§ **What the exercise asks**
Please revise the data below by replacing "sidewalk" with "pedestrian path" and leaving everything else unchanged.

§ **The input**
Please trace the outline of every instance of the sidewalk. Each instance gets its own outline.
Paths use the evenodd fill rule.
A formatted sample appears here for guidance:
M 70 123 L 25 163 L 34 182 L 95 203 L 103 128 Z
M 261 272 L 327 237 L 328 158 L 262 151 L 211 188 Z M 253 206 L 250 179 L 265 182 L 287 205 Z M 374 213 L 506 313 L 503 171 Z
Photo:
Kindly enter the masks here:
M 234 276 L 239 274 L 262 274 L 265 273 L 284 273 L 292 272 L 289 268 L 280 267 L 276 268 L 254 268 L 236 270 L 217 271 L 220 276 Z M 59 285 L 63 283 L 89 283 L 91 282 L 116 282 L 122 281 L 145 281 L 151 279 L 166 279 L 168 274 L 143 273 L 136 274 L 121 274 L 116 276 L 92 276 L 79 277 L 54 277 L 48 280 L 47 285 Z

§ **Completed task**
Please trace the outline of every instance of the pedestrian path. Each instance gets its own outline.
Paths use the evenodd fill rule.
A formatted sample appears here for guidance:
M 70 123 L 25 163 L 34 182 L 95 203 L 103 128 Z
M 261 272 L 327 237 L 328 158 L 262 151 L 211 188 Z M 253 206 L 250 179 L 265 182 L 287 205 Z M 374 213 L 506 313 L 503 171 Z
Photo:
Kindly enter the masks here:
M 234 276 L 239 274 L 262 274 L 265 273 L 284 273 L 292 272 L 289 268 L 280 267 L 276 268 L 254 268 L 236 270 L 217 271 L 220 276 Z M 59 285 L 63 283 L 89 283 L 91 282 L 116 282 L 122 281 L 145 281 L 151 279 L 166 279 L 168 274 L 143 273 L 136 274 L 121 274 L 116 276 L 92 276 L 79 277 L 54 277 L 48 280 L 47 285 Z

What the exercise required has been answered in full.